— INSTRUCTION —
Present the lines below as a numbered list, omitting any blank lines.

— DATA SUPPLIED —
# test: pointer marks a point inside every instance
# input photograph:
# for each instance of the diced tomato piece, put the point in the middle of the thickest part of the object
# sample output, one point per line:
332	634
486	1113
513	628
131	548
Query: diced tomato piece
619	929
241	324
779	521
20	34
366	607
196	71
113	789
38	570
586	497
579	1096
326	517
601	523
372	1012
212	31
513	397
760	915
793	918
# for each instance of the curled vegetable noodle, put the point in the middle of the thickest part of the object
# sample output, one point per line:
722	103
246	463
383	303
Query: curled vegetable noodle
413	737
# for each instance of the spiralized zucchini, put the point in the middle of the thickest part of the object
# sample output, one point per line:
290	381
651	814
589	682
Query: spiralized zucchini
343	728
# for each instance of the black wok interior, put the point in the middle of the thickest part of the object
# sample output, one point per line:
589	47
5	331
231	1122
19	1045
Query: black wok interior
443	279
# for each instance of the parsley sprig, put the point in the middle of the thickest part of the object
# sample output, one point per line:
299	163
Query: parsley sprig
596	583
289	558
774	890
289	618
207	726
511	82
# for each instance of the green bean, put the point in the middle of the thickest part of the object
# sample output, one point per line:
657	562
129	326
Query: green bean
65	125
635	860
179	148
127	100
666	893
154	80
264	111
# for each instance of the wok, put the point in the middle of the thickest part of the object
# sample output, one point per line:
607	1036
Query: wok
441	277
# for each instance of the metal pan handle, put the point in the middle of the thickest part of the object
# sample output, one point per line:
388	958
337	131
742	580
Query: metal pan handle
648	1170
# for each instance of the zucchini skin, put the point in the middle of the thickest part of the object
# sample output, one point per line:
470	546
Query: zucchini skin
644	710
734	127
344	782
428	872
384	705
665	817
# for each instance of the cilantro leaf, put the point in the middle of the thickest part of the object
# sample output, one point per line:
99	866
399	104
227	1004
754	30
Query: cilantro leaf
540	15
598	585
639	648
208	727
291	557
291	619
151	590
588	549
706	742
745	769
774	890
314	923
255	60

— RESPONSE —
1. # test: pointer marks a point inside every instance
2. # input photograph:
3. # for each instance of the diced tomato piece, put the point in the middle of the thickest part of the object
4. # sample output, one point per line:
5. 332	634
6. 486	1113
7. 513	628
8. 131	548
9. Query: diced tomato piece
10. 619	929
11. 241	324
12. 779	521
13. 20	34
14. 366	607
15. 196	71
16. 113	789
17. 38	570
18. 586	497
19. 579	1096
20. 326	517
21. 601	523
22. 372	1012
23. 212	31
24. 513	397
25. 760	915
26. 793	918
27. # for each instance of the curled vegetable noodle, put the point in the middle of the thickest part of the object
28. # sample output, one point per line:
29. 722	103
30. 246	463
31. 383	303
32. Query: curled vegetable noodle
33. 413	737
34. # for each instance of the spiralized zucchini, put the point in the middle of the thickest part of the object
35. # sample output, one point per line:
36. 290	381
37. 651	814
38. 589	682
39. Query: spiralized zucchini
40. 343	728
41. # for each instance of the black wok interior, put the point in the middle of the thickest part of the object
42. # sample output, one point per line:
43. 589	47
44. 5	331
45. 231	1122
46. 19	1045
47. Query: black wok interior
48. 443	279
49. # for each instance of the parsley sprig, put the point in the middle of the thickest part of the object
50. # sample output, one point per line:
51. 299	163
52. Query: parsley sprig
53. 596	583
54. 289	558
55. 774	890
56. 289	618
57. 207	726
58. 511	82
59. # for each instance of the green bean, put the point in the middle of the thickest part of the object
60. # sample output, one point per line:
61. 657	562
62. 129	326
63. Query: green bean
64. 65	125
65. 635	860
66. 179	148
67. 127	100
68. 666	893
69. 154	80
70. 264	111
71. # for each instance of the wok, put the point in the middle of the thickest part of the object
72. # sample output, one point per line:
73. 607	1036
74. Query: wok
75. 441	277
76. # for each instance of the metal pan handle, put the point in the middle of the thickest part of the object
77. # sample output, one point per line:
78. 388	958
79. 337	131
80. 742	580
81. Query: metal pan handle
82. 648	1170
83. # for each instance of the zucchini skin, put the point in the middle of the thickest part of the object
84. # sample output, one point per line:
85. 470	546
86. Query: zucchini skin
87. 644	710
88. 734	127
89. 344	782
90. 428	872
91. 384	705
92. 665	817
93. # for each instance of the cilantro leaf, put the point in the middle of the thickest part of the object
94. # sample output, one point per line:
95. 99	866
96. 399	104
97. 227	1004
98. 754	30
99. Query: cilantro leaf
100. 540	15
101. 598	585
102. 639	648
103. 208	727
104. 291	557
105. 291	619
106. 151	590
107. 588	549
108. 706	742
109. 745	769
110. 774	890
111. 314	923
112. 255	60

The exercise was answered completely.